| Goal of the exercise |
Reproduce word for word the part of the material that begins with the line containing "of the small" and continues to the end of the material, including both that first line and the final line.
═════ Recorded information ═════
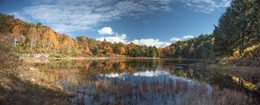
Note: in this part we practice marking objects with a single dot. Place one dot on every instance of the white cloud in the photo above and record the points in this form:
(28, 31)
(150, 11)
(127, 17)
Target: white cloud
(117, 38)
(106, 30)
(206, 6)
(78, 15)
(174, 39)
(188, 36)
(151, 42)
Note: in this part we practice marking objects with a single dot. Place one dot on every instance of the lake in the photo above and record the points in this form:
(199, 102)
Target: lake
(153, 82)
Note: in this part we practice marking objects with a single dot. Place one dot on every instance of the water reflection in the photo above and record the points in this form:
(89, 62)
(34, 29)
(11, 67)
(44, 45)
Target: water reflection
(148, 82)
(144, 87)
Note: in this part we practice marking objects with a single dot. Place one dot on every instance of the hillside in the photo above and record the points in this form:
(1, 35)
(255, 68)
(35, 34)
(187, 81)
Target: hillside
(237, 35)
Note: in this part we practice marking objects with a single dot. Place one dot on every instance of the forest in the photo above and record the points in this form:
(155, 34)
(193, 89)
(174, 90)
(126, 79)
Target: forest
(237, 35)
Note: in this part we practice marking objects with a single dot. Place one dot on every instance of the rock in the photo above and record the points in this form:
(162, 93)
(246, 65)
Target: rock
(20, 75)
(7, 91)
(71, 94)
(31, 69)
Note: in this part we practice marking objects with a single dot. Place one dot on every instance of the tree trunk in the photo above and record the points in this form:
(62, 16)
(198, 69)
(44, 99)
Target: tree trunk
(15, 41)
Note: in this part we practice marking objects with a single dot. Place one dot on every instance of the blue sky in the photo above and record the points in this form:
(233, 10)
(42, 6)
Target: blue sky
(144, 22)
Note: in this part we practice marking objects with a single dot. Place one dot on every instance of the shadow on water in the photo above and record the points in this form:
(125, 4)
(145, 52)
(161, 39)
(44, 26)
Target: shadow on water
(150, 82)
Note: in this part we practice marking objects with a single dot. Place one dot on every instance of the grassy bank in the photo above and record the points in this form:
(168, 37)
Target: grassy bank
(21, 84)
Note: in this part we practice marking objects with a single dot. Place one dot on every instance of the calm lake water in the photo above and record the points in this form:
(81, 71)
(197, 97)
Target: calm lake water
(153, 82)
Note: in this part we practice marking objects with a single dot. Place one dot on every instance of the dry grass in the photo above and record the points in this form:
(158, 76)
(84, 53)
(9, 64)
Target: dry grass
(20, 85)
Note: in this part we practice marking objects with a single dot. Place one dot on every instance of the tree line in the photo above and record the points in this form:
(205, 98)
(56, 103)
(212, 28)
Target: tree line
(237, 34)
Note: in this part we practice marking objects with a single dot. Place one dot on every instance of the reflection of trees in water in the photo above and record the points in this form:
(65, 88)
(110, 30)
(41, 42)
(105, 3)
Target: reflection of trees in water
(88, 68)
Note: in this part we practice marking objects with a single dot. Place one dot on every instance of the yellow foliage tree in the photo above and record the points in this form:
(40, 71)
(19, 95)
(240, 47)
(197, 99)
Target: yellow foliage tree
(16, 32)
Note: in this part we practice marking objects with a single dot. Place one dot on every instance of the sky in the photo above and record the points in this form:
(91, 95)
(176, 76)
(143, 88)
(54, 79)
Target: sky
(144, 22)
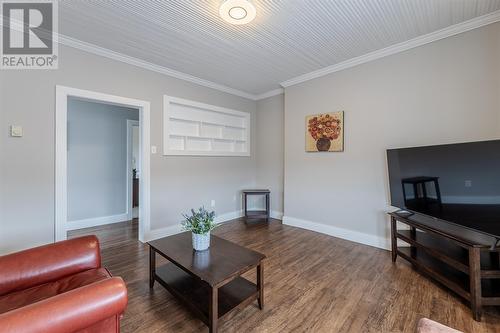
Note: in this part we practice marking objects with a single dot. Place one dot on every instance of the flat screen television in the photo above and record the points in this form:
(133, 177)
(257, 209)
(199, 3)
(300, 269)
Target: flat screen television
(457, 183)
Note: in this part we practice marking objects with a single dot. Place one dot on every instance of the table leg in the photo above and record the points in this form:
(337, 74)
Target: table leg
(152, 267)
(260, 284)
(245, 204)
(475, 282)
(413, 248)
(394, 240)
(268, 207)
(213, 310)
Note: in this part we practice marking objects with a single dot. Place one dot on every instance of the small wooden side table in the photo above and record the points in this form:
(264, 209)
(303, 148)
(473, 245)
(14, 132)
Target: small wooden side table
(257, 214)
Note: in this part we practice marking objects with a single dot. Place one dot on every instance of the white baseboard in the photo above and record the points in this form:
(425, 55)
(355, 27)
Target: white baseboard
(95, 221)
(351, 235)
(228, 216)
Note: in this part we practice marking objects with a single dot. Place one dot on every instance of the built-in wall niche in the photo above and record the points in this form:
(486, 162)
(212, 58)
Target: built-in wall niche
(192, 128)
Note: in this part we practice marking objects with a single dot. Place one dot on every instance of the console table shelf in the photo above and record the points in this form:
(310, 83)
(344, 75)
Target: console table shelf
(468, 267)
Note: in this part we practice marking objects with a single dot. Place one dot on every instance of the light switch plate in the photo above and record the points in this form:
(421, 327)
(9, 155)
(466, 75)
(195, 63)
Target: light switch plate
═════
| Answer for the task |
Note: in this part we practice marking objects with a single dot. Place one dot on every instance of the small wooden side table in the photo above and record the points in this form:
(264, 209)
(303, 148)
(473, 245)
(14, 132)
Target: small wooden side table
(257, 214)
Note: in this part we practice marking objects with a single dot. Place one dot on every instance of the white baseboard in the photo above and record the points in this form:
(425, 55)
(355, 27)
Target: white baseboard
(95, 221)
(351, 235)
(228, 216)
Note: in this part we practice marking objects with a single dot. Place one dot on every instance of the built-in wall niche in the photo above and record the points in this form:
(486, 162)
(212, 58)
Target: built-in wall niche
(192, 128)
Note: in this part we practice marking objects with a single dot. Place one dot on every instance of the console table shelf in the photo above and record the points in this form:
(310, 83)
(344, 75)
Target: console table shelf
(468, 267)
Note: in this part we practice marking objects with a single dot. Place one dot on every instance of the light switch plate in the photo above and record the points in this form:
(421, 327)
(9, 155)
(466, 75)
(195, 63)
Target: light switch plate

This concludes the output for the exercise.